• **Your task**:
In the records below, locate the line containing "Each instance receives one keypoint. Mark the green", then extract it and all following lines exactly, ending with the last line.

• **Provided records**:
§
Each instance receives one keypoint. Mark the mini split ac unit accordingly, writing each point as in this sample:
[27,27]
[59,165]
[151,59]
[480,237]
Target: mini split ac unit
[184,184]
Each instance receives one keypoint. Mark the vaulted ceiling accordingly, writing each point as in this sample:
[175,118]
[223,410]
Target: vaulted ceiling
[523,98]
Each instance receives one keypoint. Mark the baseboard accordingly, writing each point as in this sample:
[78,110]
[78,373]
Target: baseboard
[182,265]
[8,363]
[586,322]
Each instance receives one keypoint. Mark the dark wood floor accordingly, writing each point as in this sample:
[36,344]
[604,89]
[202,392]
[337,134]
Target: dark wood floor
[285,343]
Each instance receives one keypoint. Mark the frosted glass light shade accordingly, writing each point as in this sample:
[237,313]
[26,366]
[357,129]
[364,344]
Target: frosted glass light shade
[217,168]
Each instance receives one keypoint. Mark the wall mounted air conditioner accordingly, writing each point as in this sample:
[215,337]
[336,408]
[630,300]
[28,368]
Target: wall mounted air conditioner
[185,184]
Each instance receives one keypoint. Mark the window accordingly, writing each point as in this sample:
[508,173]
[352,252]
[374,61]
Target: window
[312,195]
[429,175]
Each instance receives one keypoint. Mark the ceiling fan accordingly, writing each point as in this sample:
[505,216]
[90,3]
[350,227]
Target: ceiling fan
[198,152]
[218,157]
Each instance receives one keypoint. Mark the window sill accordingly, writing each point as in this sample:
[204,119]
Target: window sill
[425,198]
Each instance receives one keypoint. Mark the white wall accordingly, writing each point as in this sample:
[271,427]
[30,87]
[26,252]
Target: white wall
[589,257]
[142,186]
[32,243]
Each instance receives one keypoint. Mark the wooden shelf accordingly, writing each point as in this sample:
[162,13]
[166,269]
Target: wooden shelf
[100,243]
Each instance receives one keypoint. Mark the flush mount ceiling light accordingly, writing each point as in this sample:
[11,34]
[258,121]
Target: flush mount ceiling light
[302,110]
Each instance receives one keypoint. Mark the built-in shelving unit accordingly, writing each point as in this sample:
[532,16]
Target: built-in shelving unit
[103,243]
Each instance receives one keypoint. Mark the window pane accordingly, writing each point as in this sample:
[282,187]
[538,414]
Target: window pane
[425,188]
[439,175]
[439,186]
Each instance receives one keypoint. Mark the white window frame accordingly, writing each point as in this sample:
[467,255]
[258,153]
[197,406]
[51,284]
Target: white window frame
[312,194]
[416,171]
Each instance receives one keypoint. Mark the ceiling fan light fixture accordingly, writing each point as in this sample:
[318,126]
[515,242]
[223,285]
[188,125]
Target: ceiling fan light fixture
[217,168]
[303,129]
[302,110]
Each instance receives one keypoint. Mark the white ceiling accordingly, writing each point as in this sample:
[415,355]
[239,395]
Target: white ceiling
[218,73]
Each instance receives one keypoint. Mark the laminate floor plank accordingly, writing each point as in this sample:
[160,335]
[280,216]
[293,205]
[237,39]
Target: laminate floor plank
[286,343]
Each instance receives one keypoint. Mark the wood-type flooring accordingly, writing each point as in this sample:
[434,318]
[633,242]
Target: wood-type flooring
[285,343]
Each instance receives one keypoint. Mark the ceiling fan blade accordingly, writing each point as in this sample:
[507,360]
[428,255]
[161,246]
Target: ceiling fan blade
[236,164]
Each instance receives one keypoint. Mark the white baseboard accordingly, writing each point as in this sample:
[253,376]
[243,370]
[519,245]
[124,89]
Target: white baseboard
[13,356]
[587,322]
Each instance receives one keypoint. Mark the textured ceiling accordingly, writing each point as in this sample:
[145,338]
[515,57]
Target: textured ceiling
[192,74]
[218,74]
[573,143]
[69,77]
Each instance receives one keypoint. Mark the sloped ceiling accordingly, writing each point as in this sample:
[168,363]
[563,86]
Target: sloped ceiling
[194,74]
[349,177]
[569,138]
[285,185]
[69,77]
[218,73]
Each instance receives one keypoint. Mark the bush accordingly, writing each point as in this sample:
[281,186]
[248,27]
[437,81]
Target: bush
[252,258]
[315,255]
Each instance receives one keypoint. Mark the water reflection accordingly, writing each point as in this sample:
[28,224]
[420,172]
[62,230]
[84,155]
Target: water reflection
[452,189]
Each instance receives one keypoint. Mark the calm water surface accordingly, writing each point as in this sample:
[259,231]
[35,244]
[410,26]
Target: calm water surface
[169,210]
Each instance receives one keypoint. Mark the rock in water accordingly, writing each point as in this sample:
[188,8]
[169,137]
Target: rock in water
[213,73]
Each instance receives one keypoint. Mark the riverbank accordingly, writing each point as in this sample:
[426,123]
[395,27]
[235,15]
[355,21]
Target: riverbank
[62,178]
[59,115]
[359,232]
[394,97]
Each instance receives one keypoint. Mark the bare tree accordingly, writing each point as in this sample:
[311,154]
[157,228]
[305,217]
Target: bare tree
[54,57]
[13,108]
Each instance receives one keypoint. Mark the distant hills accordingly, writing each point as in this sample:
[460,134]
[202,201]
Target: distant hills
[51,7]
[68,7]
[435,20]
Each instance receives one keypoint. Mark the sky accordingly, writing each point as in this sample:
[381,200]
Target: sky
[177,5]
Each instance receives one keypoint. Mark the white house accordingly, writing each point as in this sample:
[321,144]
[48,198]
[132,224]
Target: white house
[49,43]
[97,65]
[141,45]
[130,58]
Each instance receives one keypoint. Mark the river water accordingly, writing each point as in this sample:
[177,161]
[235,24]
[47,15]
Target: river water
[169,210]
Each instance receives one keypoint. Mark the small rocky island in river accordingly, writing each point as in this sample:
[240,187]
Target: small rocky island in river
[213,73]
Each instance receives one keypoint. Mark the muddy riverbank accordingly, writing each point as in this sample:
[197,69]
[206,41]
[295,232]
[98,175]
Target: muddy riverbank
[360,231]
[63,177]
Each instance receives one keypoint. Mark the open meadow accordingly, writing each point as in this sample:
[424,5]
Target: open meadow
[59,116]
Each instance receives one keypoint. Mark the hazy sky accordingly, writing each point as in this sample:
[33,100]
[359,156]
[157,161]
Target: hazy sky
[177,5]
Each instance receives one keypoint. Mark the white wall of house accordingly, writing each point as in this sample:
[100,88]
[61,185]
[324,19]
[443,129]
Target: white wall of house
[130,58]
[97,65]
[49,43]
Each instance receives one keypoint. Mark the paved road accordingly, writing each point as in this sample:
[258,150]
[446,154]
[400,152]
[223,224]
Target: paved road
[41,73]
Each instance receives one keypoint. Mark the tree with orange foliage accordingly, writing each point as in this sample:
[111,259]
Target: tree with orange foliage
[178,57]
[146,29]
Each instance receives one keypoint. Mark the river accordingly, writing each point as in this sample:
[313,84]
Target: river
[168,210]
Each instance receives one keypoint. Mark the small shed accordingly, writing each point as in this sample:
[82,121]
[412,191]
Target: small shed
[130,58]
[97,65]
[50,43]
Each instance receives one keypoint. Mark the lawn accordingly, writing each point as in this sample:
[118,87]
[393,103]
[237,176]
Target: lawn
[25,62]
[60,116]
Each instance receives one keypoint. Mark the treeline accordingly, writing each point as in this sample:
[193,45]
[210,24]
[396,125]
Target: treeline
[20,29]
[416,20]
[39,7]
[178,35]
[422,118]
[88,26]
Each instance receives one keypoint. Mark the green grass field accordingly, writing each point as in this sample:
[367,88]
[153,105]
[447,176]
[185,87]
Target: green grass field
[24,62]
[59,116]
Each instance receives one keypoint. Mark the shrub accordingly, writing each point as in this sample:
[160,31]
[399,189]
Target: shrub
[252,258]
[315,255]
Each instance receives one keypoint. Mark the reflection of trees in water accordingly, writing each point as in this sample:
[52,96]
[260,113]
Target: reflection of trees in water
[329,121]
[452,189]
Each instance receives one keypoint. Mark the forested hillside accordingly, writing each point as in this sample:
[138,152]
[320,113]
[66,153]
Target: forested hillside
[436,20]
§
• **Complete answer**:
Each instance receives one keypoint. Mark the green grass field accordingly, writing each point as in this sample:
[367,88]
[153,105]
[447,176]
[185,87]
Target: green grass field
[24,62]
[59,116]
Each instance receives one keypoint. Mark the shrub accordingly, writing each point as in this sample:
[160,31]
[399,189]
Target: shrub
[252,258]
[315,255]
Each instance receives one keypoint. Mark the reflection of trees in water accordingly, writing each point as in this sample:
[52,96]
[260,113]
Target: reflection of trees in water
[329,121]
[452,189]
Each instance receives one keypoint. Mark the forested hillside accordingly, writing each point as in this sample:
[138,152]
[320,113]
[66,153]
Target: forested hillside
[436,20]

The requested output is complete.